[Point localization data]
----------
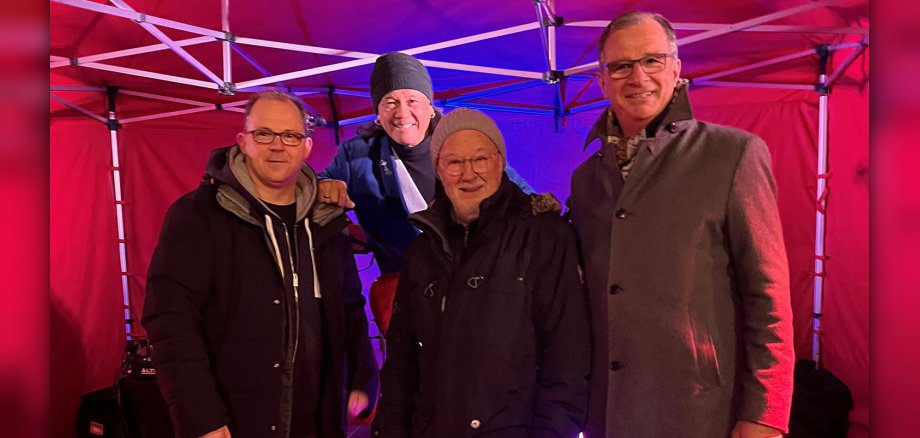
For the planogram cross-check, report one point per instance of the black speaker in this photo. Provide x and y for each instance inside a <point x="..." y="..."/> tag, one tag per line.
<point x="143" y="409"/>
<point x="99" y="415"/>
<point x="132" y="407"/>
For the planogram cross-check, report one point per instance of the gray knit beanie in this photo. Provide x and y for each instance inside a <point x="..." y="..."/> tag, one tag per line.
<point x="465" y="118"/>
<point x="397" y="71"/>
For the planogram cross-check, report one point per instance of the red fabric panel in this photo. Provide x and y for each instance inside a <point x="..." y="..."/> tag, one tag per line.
<point x="87" y="321"/>
<point x="162" y="160"/>
<point x="787" y="121"/>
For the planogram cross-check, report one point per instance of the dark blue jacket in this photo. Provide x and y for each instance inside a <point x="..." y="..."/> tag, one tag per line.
<point x="367" y="166"/>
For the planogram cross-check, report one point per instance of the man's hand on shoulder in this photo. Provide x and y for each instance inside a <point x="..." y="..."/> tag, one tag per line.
<point x="747" y="429"/>
<point x="357" y="403"/>
<point x="333" y="191"/>
<point x="223" y="432"/>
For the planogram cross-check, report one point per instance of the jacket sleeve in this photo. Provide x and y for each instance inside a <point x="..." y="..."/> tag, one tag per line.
<point x="178" y="286"/>
<point x="362" y="366"/>
<point x="400" y="374"/>
<point x="339" y="167"/>
<point x="762" y="284"/>
<point x="563" y="333"/>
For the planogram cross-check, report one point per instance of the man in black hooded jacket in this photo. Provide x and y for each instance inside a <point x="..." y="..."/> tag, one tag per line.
<point x="254" y="306"/>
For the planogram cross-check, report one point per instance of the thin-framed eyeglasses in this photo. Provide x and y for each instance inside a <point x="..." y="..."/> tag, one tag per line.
<point x="653" y="63"/>
<point x="454" y="166"/>
<point x="267" y="136"/>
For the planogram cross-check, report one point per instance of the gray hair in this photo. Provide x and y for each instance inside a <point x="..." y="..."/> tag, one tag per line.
<point x="630" y="19"/>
----------
[PROBLEM STATEMENT]
Keep the pictures out of the copy and return the rest of the data above exactly.

[SOLUTION TO THE EXERCISE]
For the planogram cross-check, report one point per instance of the black speaker in this photo. Provide x and y for each instance inside a <point x="..." y="..."/> tag, one tag per line.
<point x="143" y="409"/>
<point x="99" y="415"/>
<point x="132" y="407"/>
For the planogram cross-check, report one point per instance of the gray knit beanie in this photo. Provide x and y for each instance inside a <point x="..." y="..."/> tag, one tag per line.
<point x="465" y="118"/>
<point x="397" y="71"/>
For the planogram cross-check, report one point per instance of the red fabric panel in this photo. Provide x and y for each instance inside a <point x="..." y="..."/> tag, one tag per line.
<point x="87" y="321"/>
<point x="162" y="160"/>
<point x="787" y="121"/>
For the planogram cross-check, report one point per instance of the dark blue jacket in this photo. Provide x and y for each instance inside a <point x="..." y="..."/> tag, one tag per line.
<point x="367" y="166"/>
For the planogram cross-check, report one point per instance of the man's hand on shoulder in this photo. Provide x and y for each instance inside a <point x="..." y="..."/> tag, one tag per line.
<point x="747" y="429"/>
<point x="357" y="403"/>
<point x="333" y="191"/>
<point x="223" y="432"/>
For the planogram cross-check, report one point per instance of the jacket sleeve in this photo. Provide x and y for each instance inside a <point x="..." y="..."/> tag, one tag per line.
<point x="178" y="286"/>
<point x="362" y="366"/>
<point x="400" y="374"/>
<point x="339" y="167"/>
<point x="762" y="284"/>
<point x="563" y="333"/>
For the planogram cross-check, report one point per instance of the man in black hooded jacket in this photo. Provide x and y for each instance inside a <point x="..." y="..."/> tag, one tag per line.
<point x="254" y="306"/>
For the planogram cross-check, report one point per instance of the thin-framed eyeglasses in this photo. Provide x and y for each instance inside a <point x="..." y="..."/> tag, one tag per line.
<point x="653" y="63"/>
<point x="454" y="166"/>
<point x="267" y="136"/>
For the planogram cross-check, report one point per instance of the gray hair in this photo. Provide x and y for each instance inside a <point x="..." y="..."/> tag, one tag per line.
<point x="630" y="19"/>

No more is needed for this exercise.